◆ Input data ◆
────────────────────────────────────────
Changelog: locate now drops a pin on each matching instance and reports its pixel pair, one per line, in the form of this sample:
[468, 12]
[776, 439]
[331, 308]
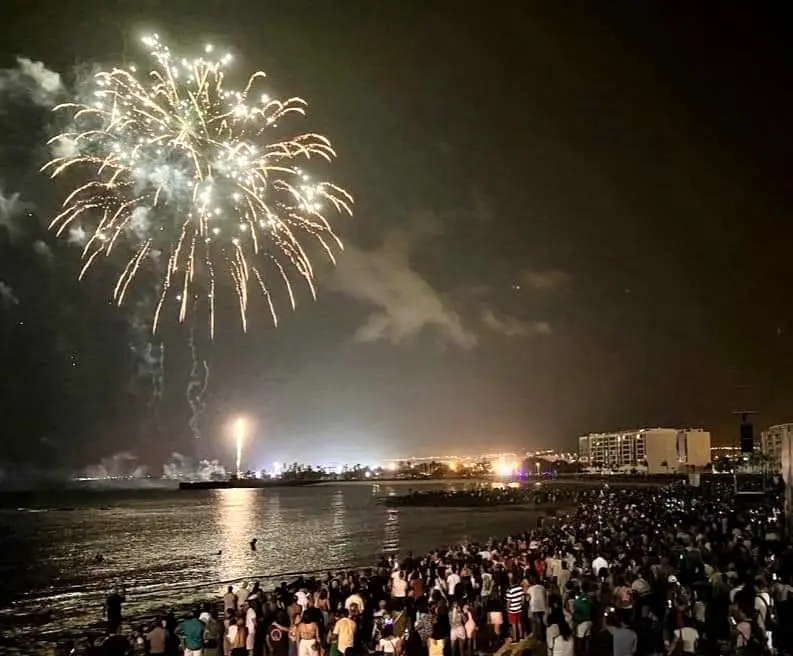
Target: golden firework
[192, 176]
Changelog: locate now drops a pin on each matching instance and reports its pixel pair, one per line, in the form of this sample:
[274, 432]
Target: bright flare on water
[239, 437]
[193, 178]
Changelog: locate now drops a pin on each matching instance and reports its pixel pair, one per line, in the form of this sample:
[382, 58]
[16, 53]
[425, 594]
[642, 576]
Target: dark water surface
[162, 546]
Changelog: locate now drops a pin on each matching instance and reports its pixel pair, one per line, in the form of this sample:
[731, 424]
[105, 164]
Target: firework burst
[191, 177]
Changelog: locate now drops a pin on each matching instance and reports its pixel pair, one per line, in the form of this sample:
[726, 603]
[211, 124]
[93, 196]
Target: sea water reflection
[171, 548]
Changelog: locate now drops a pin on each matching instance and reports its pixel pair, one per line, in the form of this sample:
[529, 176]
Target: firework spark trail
[196, 386]
[149, 356]
[194, 176]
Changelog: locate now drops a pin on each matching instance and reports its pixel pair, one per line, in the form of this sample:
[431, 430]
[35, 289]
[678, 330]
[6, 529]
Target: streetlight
[239, 436]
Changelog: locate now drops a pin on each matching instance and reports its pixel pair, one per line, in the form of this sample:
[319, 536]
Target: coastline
[143, 606]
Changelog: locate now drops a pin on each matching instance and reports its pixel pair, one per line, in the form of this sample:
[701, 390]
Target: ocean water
[170, 547]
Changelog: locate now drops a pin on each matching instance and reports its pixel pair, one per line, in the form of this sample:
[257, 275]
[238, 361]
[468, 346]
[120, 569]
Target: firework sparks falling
[195, 180]
[239, 438]
[196, 386]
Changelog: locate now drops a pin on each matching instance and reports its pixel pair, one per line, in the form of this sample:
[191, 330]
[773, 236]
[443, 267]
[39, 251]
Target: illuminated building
[656, 450]
[771, 442]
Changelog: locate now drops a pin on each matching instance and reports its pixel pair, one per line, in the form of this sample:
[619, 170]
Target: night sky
[566, 221]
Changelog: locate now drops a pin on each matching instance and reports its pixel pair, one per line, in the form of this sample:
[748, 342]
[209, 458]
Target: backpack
[770, 615]
[582, 609]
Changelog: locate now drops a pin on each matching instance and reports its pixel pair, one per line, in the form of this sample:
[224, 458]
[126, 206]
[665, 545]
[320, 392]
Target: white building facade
[771, 442]
[655, 450]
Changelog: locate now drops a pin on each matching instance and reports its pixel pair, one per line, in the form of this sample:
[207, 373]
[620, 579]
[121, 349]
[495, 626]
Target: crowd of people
[539, 493]
[631, 572]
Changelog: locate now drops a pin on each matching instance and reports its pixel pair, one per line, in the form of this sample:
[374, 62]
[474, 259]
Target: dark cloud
[510, 326]
[406, 304]
[545, 281]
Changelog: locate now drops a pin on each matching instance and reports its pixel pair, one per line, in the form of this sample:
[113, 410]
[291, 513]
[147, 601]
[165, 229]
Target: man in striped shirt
[515, 600]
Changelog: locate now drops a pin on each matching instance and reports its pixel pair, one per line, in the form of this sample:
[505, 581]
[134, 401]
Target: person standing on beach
[113, 605]
[192, 632]
[515, 599]
[229, 601]
[307, 636]
[157, 638]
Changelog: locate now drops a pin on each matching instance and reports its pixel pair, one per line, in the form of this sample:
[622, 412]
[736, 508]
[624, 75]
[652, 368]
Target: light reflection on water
[163, 545]
[234, 517]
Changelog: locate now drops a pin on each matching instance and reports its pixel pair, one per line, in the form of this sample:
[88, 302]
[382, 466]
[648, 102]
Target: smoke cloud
[34, 80]
[119, 465]
[7, 296]
[180, 467]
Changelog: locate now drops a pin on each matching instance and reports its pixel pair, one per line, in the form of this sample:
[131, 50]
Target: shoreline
[42, 641]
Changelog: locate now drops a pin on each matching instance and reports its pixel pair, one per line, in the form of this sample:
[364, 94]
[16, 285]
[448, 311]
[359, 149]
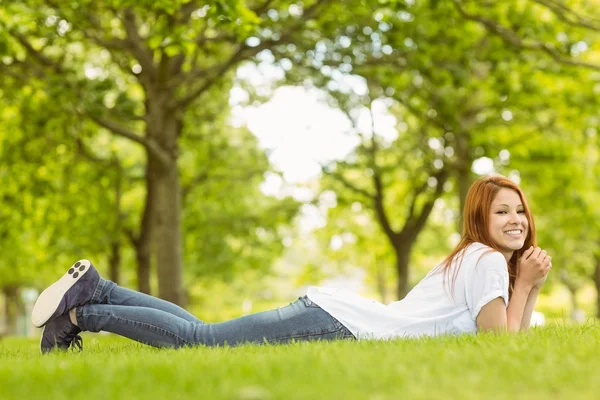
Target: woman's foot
[74, 289]
[60, 333]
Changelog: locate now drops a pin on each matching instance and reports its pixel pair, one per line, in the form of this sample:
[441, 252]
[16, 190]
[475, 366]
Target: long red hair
[476, 217]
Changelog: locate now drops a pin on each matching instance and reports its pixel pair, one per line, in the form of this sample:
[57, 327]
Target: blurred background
[225, 155]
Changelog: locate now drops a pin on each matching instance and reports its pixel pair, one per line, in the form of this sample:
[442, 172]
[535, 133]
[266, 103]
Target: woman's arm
[526, 321]
[531, 274]
[494, 316]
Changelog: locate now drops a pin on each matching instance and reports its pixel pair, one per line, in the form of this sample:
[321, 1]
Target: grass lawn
[553, 362]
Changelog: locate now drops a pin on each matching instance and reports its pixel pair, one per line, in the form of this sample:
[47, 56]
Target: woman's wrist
[524, 287]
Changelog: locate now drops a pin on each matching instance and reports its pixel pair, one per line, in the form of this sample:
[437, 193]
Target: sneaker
[60, 333]
[74, 289]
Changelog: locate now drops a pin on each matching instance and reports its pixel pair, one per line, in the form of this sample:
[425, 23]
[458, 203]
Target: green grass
[546, 363]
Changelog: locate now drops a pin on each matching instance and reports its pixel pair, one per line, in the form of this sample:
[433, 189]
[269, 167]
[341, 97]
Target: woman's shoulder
[477, 253]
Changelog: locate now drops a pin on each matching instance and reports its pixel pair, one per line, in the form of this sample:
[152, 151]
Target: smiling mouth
[514, 232]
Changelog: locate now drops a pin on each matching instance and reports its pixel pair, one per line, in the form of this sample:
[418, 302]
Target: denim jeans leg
[295, 322]
[302, 320]
[146, 325]
[110, 293]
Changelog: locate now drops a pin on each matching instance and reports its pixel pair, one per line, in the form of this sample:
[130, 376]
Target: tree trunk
[163, 128]
[143, 243]
[380, 280]
[115, 262]
[463, 171]
[11, 309]
[597, 284]
[402, 251]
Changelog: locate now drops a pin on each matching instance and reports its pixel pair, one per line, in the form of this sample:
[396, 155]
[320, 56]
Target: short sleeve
[488, 280]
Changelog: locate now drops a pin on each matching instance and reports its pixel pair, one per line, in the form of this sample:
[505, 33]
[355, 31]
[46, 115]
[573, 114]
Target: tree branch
[37, 54]
[511, 37]
[151, 146]
[136, 43]
[568, 15]
[340, 178]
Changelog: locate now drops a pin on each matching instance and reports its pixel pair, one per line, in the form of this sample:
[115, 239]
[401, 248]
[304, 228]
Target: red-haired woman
[489, 282]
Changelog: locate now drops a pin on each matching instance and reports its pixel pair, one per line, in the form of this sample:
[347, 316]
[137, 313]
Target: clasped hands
[533, 267]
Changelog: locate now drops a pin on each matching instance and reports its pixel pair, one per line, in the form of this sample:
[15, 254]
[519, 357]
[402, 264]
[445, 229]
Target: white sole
[48, 301]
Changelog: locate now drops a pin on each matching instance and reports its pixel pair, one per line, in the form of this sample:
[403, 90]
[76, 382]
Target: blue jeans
[159, 323]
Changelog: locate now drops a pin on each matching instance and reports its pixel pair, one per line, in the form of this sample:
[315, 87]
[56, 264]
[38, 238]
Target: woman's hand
[533, 267]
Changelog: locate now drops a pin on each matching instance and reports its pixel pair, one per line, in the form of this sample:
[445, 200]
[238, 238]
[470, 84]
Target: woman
[489, 282]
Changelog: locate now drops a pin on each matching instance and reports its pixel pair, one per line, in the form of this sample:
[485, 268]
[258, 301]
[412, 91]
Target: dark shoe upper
[81, 292]
[60, 333]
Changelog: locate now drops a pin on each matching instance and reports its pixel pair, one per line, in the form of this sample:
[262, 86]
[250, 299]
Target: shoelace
[76, 341]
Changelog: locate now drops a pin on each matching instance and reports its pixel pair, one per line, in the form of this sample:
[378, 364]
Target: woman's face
[508, 223]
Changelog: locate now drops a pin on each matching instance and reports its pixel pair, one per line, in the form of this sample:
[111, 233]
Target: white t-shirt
[428, 309]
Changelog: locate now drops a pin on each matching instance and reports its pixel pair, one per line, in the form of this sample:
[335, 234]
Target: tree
[174, 51]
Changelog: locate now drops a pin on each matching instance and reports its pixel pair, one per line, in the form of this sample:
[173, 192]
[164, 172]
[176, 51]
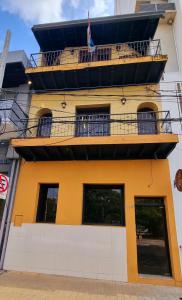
────────────────────────────────────────
◆ Exercise details ◆
Filter the material above down to only the lines that contain the string "shirt", and copy each of those lines unchanged.

◆ Exercise result ◆
Target: man in striped shirt
Target: white t-shirt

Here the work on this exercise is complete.